3.3 Entropie

Während sich Netzspezialisten unter anderem um das Problem der Kanalkapazität kümmern müssen, interessiert den Kryptologen viel eher, welche Eigenschaften die übermittelten Informationen haben.

Denn um eine Nachricht wirksam zu verschlüsseln muß man wissen, welche Eigenschaften überhaupt die Information ausmachen, die in der Nachricht übermittelt wird.

Deswegen fängt man ganz unten an. Man fragt sich, welchen Informationsgehalt die einzelnen Zeichen theoretisch besitzen - und dazu machen wir einen kleinen Abstecher in die Wahrscheinlichkeitsrechnung.

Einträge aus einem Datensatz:
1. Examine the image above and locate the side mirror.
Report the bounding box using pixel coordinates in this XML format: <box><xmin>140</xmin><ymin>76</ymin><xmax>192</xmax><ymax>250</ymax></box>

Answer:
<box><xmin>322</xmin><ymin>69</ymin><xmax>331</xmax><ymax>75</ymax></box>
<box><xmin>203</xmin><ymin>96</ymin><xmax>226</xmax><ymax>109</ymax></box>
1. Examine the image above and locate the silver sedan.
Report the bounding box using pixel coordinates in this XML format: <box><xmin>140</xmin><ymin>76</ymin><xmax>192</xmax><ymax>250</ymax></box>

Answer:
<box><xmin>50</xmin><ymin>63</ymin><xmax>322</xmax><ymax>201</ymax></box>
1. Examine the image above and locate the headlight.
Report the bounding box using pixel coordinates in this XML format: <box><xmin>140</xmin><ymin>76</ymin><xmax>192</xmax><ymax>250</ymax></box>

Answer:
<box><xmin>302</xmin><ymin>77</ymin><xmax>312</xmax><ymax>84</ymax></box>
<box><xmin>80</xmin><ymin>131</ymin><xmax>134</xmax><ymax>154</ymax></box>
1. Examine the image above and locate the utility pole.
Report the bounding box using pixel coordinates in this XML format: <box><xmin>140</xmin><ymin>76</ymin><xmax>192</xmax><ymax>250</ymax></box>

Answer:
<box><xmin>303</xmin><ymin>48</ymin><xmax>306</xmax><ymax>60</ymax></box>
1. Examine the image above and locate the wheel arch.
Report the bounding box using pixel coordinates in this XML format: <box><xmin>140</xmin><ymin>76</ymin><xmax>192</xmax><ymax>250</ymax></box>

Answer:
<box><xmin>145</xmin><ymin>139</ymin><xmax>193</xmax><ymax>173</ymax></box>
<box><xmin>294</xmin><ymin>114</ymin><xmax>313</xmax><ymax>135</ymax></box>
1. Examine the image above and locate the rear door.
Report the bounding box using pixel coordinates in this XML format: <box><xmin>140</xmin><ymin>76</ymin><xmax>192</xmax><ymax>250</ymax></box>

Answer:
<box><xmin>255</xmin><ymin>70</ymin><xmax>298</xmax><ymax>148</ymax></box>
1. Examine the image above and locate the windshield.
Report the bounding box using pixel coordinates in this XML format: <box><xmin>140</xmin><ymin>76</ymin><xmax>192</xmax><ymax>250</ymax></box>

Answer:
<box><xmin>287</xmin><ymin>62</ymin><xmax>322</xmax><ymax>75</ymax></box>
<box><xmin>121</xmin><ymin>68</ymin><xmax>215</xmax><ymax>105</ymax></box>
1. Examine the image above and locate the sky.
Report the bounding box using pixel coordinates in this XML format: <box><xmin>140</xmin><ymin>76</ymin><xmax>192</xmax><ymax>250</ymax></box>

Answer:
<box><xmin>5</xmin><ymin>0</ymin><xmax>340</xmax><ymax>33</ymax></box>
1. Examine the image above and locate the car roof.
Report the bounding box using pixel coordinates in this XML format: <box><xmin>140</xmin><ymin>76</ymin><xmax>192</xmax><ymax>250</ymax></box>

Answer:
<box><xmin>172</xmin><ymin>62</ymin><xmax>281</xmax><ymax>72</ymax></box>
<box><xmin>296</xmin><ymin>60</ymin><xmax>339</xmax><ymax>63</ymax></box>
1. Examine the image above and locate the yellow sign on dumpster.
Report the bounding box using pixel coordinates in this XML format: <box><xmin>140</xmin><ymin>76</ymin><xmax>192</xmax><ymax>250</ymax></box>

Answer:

AUFGABENZIEL: Gib den Textabschnitt zur Entropie zwischen "Während sich Netzspezialisten" und "übermittelten Informationen haben." einschließlich erneut aus. Tausche dabei "Netzspezialisten" gegen "Netzwerktechniker".

AUSGABE:
Während sich Netzwerktechniker unter anderem um das Problem der Kanalkapazität kümmern müssen, interessiert den Kryptologen viel eher, welche Eigenschaften die übermittelten Informationen haben.